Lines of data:

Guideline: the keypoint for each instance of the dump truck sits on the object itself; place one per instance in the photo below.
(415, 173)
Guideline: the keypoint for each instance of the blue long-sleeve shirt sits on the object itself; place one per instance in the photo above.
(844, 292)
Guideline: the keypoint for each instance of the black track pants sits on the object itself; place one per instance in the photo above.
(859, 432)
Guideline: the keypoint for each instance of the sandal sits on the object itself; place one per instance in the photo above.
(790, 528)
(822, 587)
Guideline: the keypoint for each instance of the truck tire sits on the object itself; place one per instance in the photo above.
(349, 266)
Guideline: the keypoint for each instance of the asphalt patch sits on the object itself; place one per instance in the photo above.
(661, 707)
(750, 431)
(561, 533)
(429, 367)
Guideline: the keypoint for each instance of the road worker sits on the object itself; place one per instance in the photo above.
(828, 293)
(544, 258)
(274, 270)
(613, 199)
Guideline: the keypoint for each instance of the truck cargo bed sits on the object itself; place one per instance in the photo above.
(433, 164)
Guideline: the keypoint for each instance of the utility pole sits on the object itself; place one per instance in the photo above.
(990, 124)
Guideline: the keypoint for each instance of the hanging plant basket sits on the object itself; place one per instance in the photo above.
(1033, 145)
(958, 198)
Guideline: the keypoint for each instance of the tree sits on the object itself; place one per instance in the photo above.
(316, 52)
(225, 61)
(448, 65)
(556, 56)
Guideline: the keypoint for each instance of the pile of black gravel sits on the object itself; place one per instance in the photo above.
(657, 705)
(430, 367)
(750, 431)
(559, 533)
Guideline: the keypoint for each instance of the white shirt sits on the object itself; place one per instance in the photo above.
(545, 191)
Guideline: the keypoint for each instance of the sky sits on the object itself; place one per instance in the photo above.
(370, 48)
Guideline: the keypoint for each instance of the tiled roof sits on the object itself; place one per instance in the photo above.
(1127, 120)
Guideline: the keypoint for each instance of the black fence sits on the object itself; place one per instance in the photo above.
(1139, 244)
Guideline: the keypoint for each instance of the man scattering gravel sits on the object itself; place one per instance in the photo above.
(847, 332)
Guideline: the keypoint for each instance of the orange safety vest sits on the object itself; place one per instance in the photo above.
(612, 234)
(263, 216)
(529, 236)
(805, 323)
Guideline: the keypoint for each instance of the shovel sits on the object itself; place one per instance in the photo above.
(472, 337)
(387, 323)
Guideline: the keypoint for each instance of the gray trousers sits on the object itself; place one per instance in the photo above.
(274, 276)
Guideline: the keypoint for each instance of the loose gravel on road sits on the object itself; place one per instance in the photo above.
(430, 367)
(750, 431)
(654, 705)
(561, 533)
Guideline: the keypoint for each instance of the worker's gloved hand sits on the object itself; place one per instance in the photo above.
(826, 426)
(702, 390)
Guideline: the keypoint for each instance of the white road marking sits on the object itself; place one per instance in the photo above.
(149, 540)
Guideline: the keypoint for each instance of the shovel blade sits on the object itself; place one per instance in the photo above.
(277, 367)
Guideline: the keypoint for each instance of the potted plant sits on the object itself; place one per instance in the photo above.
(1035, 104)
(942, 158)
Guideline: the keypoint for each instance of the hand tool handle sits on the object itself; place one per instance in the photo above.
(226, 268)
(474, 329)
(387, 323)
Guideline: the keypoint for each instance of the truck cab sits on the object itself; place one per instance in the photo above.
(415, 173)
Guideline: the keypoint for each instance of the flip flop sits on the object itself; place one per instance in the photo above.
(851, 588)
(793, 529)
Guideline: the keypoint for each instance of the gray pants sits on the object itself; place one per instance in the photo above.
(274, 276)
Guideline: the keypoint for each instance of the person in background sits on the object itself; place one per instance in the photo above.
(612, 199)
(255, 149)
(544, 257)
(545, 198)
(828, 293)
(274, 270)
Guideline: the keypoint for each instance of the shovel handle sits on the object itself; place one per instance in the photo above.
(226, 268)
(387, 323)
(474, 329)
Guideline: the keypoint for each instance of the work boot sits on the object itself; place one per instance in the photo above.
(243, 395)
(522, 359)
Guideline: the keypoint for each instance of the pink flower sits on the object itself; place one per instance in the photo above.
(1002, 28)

**PROMPT:** Repeat the records above exactly, leaving none out.

**EXERCISE OUTPUT:**
Guideline: the keypoint for each instance of the dump truck sits on the object itself; place one per instance in the photo below.
(415, 173)
Guideline: the keypoint for each instance of the blue long-sleeve shirt sits on the object itself; place one per instance in the photo above.
(844, 292)
Guideline: the keypoint for each instance of the black track pants sits on the object itself; place one per instance in the photo above.
(859, 432)
Guideline: the keypoint for each instance of the sandal sits on the object itself; place one per instance in the photo above.
(790, 528)
(822, 587)
Guideline: the keypoint for each instance of the truck tire sits on the object itself; place one per instance in the photo above.
(349, 266)
Guideline: the keypoint for each instance of the asphalt patch sits on the object itself; place one per instance in the photo above.
(661, 707)
(750, 431)
(561, 533)
(429, 367)
Guideline: the keypoint for each instance of the road worker sits on the object itself; place one per instance in the photo above.
(828, 293)
(544, 258)
(274, 270)
(613, 199)
Guideline: the keypoint for each instance of the truck cargo bed sits on the object itself; place one per instance in the photo above.
(433, 164)
Guideline: the keypoint for each instance of the utility pole sits on the object itself; place one per instance in the photo above.
(990, 124)
Guideline: the keypoint for each instance of the hanging plant basket sits on the object itself; place one per instance in the photo above.
(1033, 145)
(958, 198)
Guideline: the keypoint for each instance of the tree sits on the object itself; place one per instance in the photo above.
(316, 52)
(225, 61)
(448, 65)
(556, 56)
Guideline: the keypoint for each instance of the pile of black gravel sits on the object itself; place one per instance in the photo above.
(657, 705)
(430, 367)
(750, 431)
(559, 533)
Guideline: the keypoint for each instance of the white shirt sits on the object itself; place one per instance in the photo above.
(545, 191)
Guideline: the keypoint for each instance of the sky sits on the object itself; place one per instance in the photo above.
(370, 48)
Guideline: the keypoint for each instance of the tiled roof sits on the object itself; place one per instance in the photo above.
(1127, 120)
Guideline: the keypoint for each instance of the black fence sits on the object itself; place one per instance in the photo above.
(1139, 244)
Guideline: the keypoint for each instance of the man scattering gravel sits on the object itself; place one per instance in the photo above.
(847, 332)
Guideline: the keypoint for each instance of the orange safety vest sits on the object itself; place one per instance in the photo above.
(612, 234)
(263, 216)
(529, 236)
(805, 323)
Guideline: the keypoint for each instance of the shovel sits on the object itself; place one per instance in the photo above.
(472, 337)
(387, 323)
Guideline: the keypoint for each instance of the gray trousers sits on the object itself; place one per instance in the photo above.
(274, 276)
Guideline: the keypoint for each instance of the loose gravel on road sits on the object itself; place one per instance in the photo above.
(430, 367)
(750, 431)
(654, 705)
(561, 533)
Guideline: the keypoint for each instance of the worker's gloved hand sits on the object itself; place one per instance in the photo above.
(826, 426)
(702, 390)
Guideline: the keypoint for each instance of the white road marking sits on the object itself; place one per instance in the photo above.
(149, 540)
Guideline: the keypoint for each instance of the shovel blade sits on the object itself; place one per instance in the photo above.
(277, 367)
Guideline: the keypoint for each instance of the potted plant sits on the object itself; place one per instance in the photo above.
(1035, 104)
(942, 158)
Guideline: the keypoint for each instance of the hand tool handle sits on the object itself; place one per instance in the photo above.
(226, 268)
(474, 329)
(387, 323)
Guideline: the keypoint for each instance of the truck cab sits on the object itself; place one per instance in the photo above.
(415, 173)
Guideline: the keypoint for each instance of the flip flop sits on the object itself; place one per instance in the photo above.
(851, 588)
(793, 529)
Guideline: the keypoint for each instance of the gray pants sits on the object itself; place one per instance in the photo above.
(274, 276)
Guideline: the keypoint for each instance of the person in background sits on the object itself; place one per instance in the photo above.
(612, 199)
(255, 149)
(544, 257)
(545, 198)
(828, 293)
(274, 270)
Guideline: the keypoint for each instance of the shovel handle sits on the object itself; place one per instance in the photo above.
(226, 268)
(387, 323)
(474, 329)
Guideline: the keypoint for each instance of the work boot sits on the object itself; place one per instance in the photo above.
(243, 395)
(522, 359)
Guideline: the keypoint for each instance of the pink flower sits on the object itself; place one per instance in the photo above.
(1002, 28)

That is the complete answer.